----- Document extract

Cayman Islands Taxation

          The Cayman Islands currently levies no taxes on individuals or corporations based upon profits, income, gains or appreciation and there is no taxation in the nature of inheritance tax or estate duty. There are no other taxes likely to be material to the Company levied by the Government of the Cayman Islands except for stamp duties which may be applicable on instruments executed in, or brought within the jurisdiction of the Cayman Islands. The Cayman Islands is not party to any double tax treaties. There are no exchange control regulations or currency restrictions in the Cayman Islands.

United States Federal Income Taxation

          In the opinion of Latham & Watkins LLP, the following discussion describes the material U.S. federal income tax consequences under present law of an investment in the ADSs or ordinary shares. This discussion applies only to U.S. Holders (as defined below) that hold the ADSs or ordinary shares as capital assets and that have the U.S. dollar as their functional currency. This discussion is based on the tax laws of the United States as in effect on the date of this Registration Statement and on U.S. Treasury regulations in effect or, in some cases, proposed, as of the date of this Registration Statement, as well as judicial and administrative interpretations thereof available on or before such date. All of the foregoing authorities are subject to change, which change could apply retroactively and could affect the tax consequences described below.

----------
----- Supplied data

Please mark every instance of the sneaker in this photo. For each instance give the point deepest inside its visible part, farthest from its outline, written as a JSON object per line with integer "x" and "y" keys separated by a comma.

----------
----- Supplied data

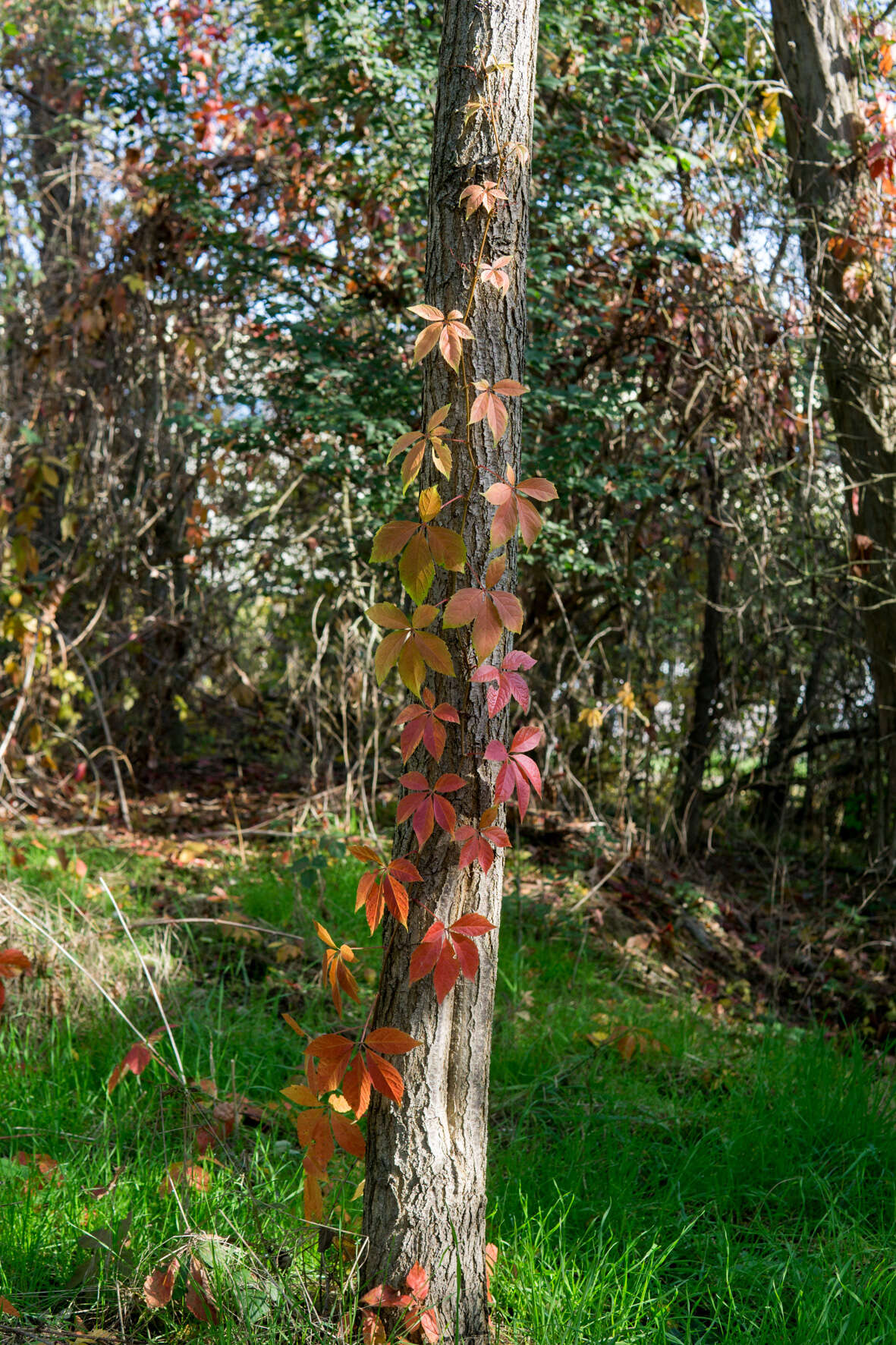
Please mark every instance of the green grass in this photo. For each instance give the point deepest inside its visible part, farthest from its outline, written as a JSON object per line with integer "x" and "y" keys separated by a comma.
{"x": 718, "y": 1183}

----------

Written tasks:
(A) In the tax discussion, reproduce the part that opens with the words containing "In the opinion" and closes with "consequences described below.".
(B) According to the tax discussion, are these statements correct? Answer yes or no for each and quote the words that decide it. (i) The Cayman Islands is party to double tax treaties. (ii) The U.S. discussion covers only holders whose functional currency is the U.S. dollar. (iii) Stamp duties may apply to instruments executed in the Cayman Islands.
(C) Extend the tax discussion, starting after its last sentence.

Expected outputs:
(A)
In the opinion of Latham & Watkins LLP, the following discussion describes the material U.S. federal income tax consequences under present law of an investment in the ADSs or ordinary shares. This discussion applies only to U.S. Holders (as defined below) that hold the ADSs or ordinary shares as capital assets and that have the U.S. dollar as their functional currency. This discussion is based on the tax laws of the United States as in effect on the date of this Registration Statement and on U.S. Treasury regulations in effect or, in some cases, proposed, as of the date of this Registration Statement, as well as judicial and administrative interpretations thereof available on or before such date. All of the foregoing authorities are subject to change, which change could apply retroactively and could affect the tax consequences described below.

(B)
(i) No: "The Cayman Islands is not party to any double tax treaties."
(ii) Yes: "that have the U.S. dollar as their functional currency."
(iii) Yes: "except for stamp duties which may be applicable on instruments executed in, or brought within the jurisdiction of the Cayman Islands."

(C)
          The following discussion does not deal with the tax consequences to any particular investor or to persons in special tax situations such as:

  banks;
 
  financial institutions;
 
  insurance companies;
 
  broker dealers;
 
  traders that elect to mark to market;
 
  tax-exempt entities;
 
  persons liable for alternative minimum tax;
 
  persons holding an ADS or ordinary share as part of a straddle, hedging, conversion or integrated transaction;
 
  persons that actually or constructively own 10% or more of our voting stock; or
 
  persons holding ADSs or ordinary shares through partnerships or other pass-through entities.

78


Table of Contents

PROSPECTIVE PURCHASERS ARE URGED TO CONSULT THEIR TAX ADVISORS ABOUT THE APPLICATION OF THE U.S. FEDERAL TAX RULES TO THEIR PARTICULAR CIRCUMSTANCES AS WELL AS THE STATE AND LOCAL AND FOREIGN TAX CONSEQUENCES TO THEM OF THE PURCHASE, OWNERSHIP AND DISPOSITION OF ADSS OR ORDINARY SHARES.

          The discussion below of the U.S. federal income tax consequences to “U.S. Holders” will apply if you are the beneficial owner of ADSs or ordinary shares and you are, for U.S. federal income tax purposes,

  a citizen or resident of the United States;
 
  a corporation (or other entity taxable as a corporation for U.S. federal income tax purposes) organized under the laws of the United States, any State or the District of Columbia;
 
  an estate whose income is subject to U.S. federal income taxation regardless of its source; or
 
  a trust that (1) is subject to the supervision of a court within the United States and the control of one or more U.S. persons or (2) has a valid election in effect under applicable U.S. Treasury regulations to be treated as a U.S. person.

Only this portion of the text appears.